STATED PROBLEM: Pick out and copy every line of the records below that contains the word "screen".

MATERIALS PROVIDED:
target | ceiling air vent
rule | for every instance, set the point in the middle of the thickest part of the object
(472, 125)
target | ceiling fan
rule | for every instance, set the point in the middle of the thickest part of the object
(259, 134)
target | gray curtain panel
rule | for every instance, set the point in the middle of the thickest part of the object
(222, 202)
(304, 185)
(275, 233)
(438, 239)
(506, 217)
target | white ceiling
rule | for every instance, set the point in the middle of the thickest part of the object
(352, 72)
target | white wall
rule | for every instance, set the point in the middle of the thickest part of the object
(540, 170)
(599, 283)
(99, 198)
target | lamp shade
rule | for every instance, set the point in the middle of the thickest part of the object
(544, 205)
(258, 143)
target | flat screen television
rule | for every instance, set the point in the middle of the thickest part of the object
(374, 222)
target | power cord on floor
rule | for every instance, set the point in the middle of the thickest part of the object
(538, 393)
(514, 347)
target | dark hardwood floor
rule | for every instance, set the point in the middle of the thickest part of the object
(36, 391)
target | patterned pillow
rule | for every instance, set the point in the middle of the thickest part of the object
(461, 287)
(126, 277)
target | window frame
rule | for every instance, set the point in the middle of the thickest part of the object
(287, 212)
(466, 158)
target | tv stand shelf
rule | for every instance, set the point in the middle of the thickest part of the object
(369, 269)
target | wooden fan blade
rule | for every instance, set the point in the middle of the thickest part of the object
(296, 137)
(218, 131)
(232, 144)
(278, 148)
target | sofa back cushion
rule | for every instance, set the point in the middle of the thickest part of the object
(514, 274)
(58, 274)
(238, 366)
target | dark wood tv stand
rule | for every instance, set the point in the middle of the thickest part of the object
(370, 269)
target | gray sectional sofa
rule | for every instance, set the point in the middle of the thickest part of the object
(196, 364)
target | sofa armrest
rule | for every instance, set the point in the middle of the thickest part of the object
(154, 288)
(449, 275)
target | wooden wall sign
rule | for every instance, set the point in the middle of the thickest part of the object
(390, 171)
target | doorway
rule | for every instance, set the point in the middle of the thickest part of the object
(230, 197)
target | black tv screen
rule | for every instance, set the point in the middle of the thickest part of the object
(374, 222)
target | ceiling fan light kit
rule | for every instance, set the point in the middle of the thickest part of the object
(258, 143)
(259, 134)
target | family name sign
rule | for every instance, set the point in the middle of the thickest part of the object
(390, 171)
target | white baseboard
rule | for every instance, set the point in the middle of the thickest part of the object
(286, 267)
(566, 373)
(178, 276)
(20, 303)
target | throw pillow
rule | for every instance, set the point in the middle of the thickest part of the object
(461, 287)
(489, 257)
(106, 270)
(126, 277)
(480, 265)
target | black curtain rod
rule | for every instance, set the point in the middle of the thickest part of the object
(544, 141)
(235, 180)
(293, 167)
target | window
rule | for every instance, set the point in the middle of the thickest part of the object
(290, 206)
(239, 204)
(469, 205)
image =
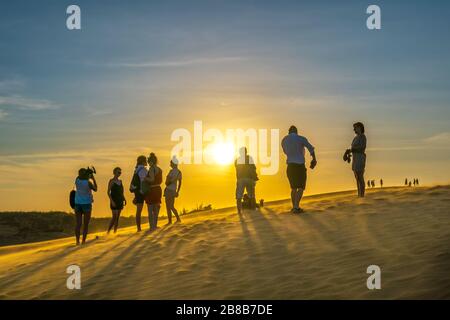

OUTPUT FOR THIS EXERCISE:
target | flat screen television
target | black tv screen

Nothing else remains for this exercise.